» **What is required**
Rename "ann_boxes" to "boxes" throughout the items, keeping every other line the same.

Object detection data
--------------------
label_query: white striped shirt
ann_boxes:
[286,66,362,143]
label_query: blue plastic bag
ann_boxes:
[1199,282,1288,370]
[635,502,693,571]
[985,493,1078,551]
--------------------
» **Exercise answer**
label_query: white striped shirt
boxes:
[286,66,362,143]
label_query: blue plastic bag
boxes:
[1199,282,1288,370]
[635,502,693,571]
[985,493,1078,551]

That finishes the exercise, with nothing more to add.